- What is required
What follows are records. Restate all of them word for word.

- Data for analysis
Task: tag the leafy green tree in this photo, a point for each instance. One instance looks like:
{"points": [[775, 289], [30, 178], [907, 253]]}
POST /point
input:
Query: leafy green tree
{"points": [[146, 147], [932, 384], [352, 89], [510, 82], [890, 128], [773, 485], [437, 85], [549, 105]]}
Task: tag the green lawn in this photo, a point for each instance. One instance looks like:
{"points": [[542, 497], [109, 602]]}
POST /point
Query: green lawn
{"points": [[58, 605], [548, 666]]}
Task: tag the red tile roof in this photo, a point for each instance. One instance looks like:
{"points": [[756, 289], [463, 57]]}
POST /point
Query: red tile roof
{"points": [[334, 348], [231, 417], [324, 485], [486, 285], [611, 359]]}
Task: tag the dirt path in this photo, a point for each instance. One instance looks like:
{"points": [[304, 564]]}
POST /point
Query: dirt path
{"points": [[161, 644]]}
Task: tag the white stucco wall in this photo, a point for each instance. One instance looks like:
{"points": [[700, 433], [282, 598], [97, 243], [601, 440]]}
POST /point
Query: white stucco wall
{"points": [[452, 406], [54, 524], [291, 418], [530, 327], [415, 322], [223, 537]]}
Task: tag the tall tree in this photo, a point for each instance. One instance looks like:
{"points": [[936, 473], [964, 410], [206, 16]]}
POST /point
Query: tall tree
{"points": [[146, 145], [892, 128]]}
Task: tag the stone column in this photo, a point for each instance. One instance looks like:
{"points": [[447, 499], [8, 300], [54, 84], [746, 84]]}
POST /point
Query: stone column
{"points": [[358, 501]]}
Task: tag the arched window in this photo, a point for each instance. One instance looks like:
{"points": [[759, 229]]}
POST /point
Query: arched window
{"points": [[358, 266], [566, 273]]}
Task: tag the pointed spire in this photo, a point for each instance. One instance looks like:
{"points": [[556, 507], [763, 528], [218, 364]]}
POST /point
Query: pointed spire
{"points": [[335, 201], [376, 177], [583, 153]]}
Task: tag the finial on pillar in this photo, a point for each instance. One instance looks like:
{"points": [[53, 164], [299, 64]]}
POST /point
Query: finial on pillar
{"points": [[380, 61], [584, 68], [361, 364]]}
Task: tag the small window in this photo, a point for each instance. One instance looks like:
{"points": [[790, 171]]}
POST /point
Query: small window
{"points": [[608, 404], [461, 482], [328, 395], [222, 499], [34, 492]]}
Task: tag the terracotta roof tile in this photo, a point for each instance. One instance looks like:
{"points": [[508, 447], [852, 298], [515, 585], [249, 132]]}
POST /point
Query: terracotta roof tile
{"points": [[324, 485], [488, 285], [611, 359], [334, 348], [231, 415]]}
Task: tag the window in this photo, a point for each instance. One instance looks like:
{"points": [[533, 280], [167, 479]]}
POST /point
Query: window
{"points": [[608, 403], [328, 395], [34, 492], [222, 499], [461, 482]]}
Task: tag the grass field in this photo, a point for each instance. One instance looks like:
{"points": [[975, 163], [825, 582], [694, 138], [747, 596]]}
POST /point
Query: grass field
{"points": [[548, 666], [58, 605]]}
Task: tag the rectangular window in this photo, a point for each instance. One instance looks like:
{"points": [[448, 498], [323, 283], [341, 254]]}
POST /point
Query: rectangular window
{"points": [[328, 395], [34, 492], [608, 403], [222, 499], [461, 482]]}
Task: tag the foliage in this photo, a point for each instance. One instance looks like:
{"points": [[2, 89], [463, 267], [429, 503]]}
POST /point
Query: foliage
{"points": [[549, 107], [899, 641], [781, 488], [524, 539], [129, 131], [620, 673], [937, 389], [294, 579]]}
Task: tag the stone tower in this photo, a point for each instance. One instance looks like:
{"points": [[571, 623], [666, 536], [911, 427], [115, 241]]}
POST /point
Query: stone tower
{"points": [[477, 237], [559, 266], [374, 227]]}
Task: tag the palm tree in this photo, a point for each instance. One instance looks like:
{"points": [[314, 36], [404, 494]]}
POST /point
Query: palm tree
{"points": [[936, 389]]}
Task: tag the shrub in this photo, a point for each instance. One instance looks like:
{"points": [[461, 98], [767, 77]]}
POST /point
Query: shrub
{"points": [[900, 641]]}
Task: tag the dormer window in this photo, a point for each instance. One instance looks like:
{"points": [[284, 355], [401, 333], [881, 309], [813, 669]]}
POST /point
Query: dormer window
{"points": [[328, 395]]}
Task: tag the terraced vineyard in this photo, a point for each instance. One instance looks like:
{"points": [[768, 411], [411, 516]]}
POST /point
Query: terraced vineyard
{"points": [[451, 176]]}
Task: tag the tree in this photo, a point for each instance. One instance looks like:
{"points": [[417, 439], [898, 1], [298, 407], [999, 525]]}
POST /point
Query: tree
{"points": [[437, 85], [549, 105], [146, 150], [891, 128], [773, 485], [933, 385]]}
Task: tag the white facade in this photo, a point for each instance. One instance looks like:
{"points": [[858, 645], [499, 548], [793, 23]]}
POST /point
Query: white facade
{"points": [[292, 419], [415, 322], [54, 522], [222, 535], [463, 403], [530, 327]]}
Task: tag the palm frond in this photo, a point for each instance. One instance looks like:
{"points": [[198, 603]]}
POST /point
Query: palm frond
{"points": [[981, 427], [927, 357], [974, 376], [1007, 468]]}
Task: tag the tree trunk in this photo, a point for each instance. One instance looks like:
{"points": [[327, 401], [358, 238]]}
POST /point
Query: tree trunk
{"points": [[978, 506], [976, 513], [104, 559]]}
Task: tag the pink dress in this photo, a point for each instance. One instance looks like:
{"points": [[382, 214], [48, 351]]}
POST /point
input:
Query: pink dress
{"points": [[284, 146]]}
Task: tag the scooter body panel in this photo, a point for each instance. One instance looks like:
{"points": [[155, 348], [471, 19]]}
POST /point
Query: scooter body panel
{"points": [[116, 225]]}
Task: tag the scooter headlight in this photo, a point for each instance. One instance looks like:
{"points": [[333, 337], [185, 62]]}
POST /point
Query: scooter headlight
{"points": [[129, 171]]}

- Solution for this problem
Task: tag the leafy green tree in this photo, a point for each instance. One instance looks like:
{"points": [[775, 289], [30, 178], [907, 253]]}
POST /point
input:
Query: leafy green tree
{"points": [[146, 147], [932, 384], [352, 89], [510, 82], [890, 128], [773, 485], [437, 85], [549, 105]]}
Task: tag the green lawn in this photo, a point for each instance. One instance looks like:
{"points": [[542, 497], [109, 602]]}
POST /point
Query: green lawn
{"points": [[58, 605], [548, 666]]}
Task: tag the red tile roof in this photo, a point for each instance. One instance looks like:
{"points": [[756, 289], [463, 57]]}
POST /point
Query: red tile roof
{"points": [[334, 348], [231, 417], [324, 485], [486, 285], [611, 359]]}
Task: tag the dirt path in this photo, a point for each instance. One instance looks like:
{"points": [[304, 564]]}
POST /point
Query: dirt path
{"points": [[161, 644]]}
Task: tag the white stucco wall in this photo, a point for each instance. One instance looks like:
{"points": [[700, 433], [282, 598], [97, 243], [601, 440]]}
POST /point
Query: white stucco wall
{"points": [[452, 406], [54, 524], [291, 418], [530, 327], [415, 322], [223, 537]]}
Task: tag the tall tree in this photo, a point for each instance. One instance looks like:
{"points": [[936, 473], [964, 410], [206, 16]]}
POST /point
Query: tall tree
{"points": [[146, 145], [892, 128]]}
Task: tag the stone column in this photo, a point for each instance. One instance looks like:
{"points": [[447, 499], [8, 300], [54, 84], [746, 84]]}
POST /point
Query: stone column
{"points": [[358, 501]]}
Task: tag the arched window in this photo, a point for each instance. One instance looks like:
{"points": [[759, 229]]}
POST /point
Query: arched window
{"points": [[358, 266], [566, 273]]}
Task: tag the pointed spire in this photo, a point for each instance. One instance looks like:
{"points": [[556, 507], [763, 528], [218, 364]]}
POST /point
Query: pointed spire
{"points": [[335, 201], [376, 177], [583, 153]]}
Task: tag the finial on pillar in this photo, a point for each instance. One instance looks like:
{"points": [[53, 164], [299, 64]]}
POST /point
Query: finial on pillar
{"points": [[380, 61], [584, 68], [361, 364]]}
Task: tag the small window in this photo, a point for each instance. One instance looks like:
{"points": [[790, 171]]}
POST /point
Query: small window
{"points": [[608, 404], [461, 482], [328, 395], [222, 499], [34, 492]]}
Task: tag the terracotta roof tile in this photo, a point for each instance. One instance looks like:
{"points": [[508, 447], [852, 298], [515, 585], [249, 132]]}
POST /point
Query: terracotta roof tile
{"points": [[324, 485], [488, 285], [611, 359], [334, 348], [231, 415]]}
Task: tag the window in this photo, a point for each instance. One instance looks like:
{"points": [[533, 280], [167, 479]]}
POST /point
Query: window
{"points": [[608, 403], [328, 395], [34, 492], [222, 499], [461, 482]]}
Task: tag the grass field in this photo, a point for each instance. One instance looks like:
{"points": [[975, 163], [825, 582], [694, 138], [747, 596]]}
POST /point
Query: grass field
{"points": [[548, 666], [58, 605]]}
Task: tag the rectangular window in this photo, a point for each instance. One instance looks like:
{"points": [[448, 498], [323, 283], [341, 254]]}
POST /point
Query: rectangular window
{"points": [[328, 395], [34, 492], [608, 403], [222, 499], [461, 482]]}
Task: tag the foliage in this photo, a point for each instance. One instance looks like:
{"points": [[2, 89], [463, 267], [429, 503]]}
POST /point
Query: foliage
{"points": [[549, 107], [899, 641], [781, 488], [524, 539], [129, 131], [620, 673], [937, 389], [294, 579]]}
Task: tag the stone tower in this photo, a point for each instance. One instance looks like:
{"points": [[571, 623], [666, 536], [911, 427], [115, 241]]}
POST /point
Query: stone tower
{"points": [[477, 237], [559, 266], [374, 227]]}
Task: tag the palm tree in this photo, a point for each instance. One instance looks like:
{"points": [[314, 36], [404, 494]]}
POST /point
Query: palm tree
{"points": [[936, 389]]}
Task: tag the shrub in this photo, a point for each instance. One instance looks like:
{"points": [[461, 98], [767, 77]]}
POST /point
Query: shrub
{"points": [[900, 641]]}
Task: tag the dormer window in this photo, a point for each instance. One instance looks like:
{"points": [[284, 355], [401, 333], [881, 309], [813, 669]]}
POST /point
Query: dormer window
{"points": [[328, 395]]}
Task: tag the terraced vineyard in this photo, a point for each instance. One instance looks like:
{"points": [[768, 411], [411, 516]]}
POST /point
Query: terraced vineyard
{"points": [[451, 176]]}
Task: tag the tree in this photo, a point for each instance. One instance looks like:
{"points": [[417, 439], [898, 1], [298, 407], [999, 525]]}
POST /point
Query: tree
{"points": [[437, 85], [549, 105], [146, 150], [891, 128], [773, 485], [933, 385]]}
Task: tag the white facade in this photo, a point for each instance. One instance looks like:
{"points": [[858, 645], [499, 548], [793, 23]]}
POST /point
Query: white facade
{"points": [[292, 419], [415, 322], [54, 522], [222, 535], [463, 403], [530, 327]]}
Task: tag the palm frond in this photo, a point for each instance. One instance looks like:
{"points": [[198, 603]]}
POST /point
Query: palm frond
{"points": [[981, 427], [927, 357], [974, 376], [1007, 468]]}
Task: tag the tree trunk in this photo, a point for each instance. One instance looks like:
{"points": [[327, 401], [358, 238]]}
POST /point
Query: tree trunk
{"points": [[978, 506], [976, 513], [104, 559]]}
Task: tag the pink dress in this photo, a point for each instance. One instance looks like:
{"points": [[382, 214], [48, 351]]}
POST /point
input:
Query: pink dress
{"points": [[284, 146]]}
Task: tag the scooter body panel in this photo, a point for each instance. One instance looks like:
{"points": [[155, 348], [471, 19]]}
POST /point
Query: scooter body panel
{"points": [[116, 225]]}
Task: tag the scooter headlight in this photo, a point for each instance. One instance looks like:
{"points": [[333, 337], [185, 62]]}
POST /point
Query: scooter headlight
{"points": [[129, 171]]}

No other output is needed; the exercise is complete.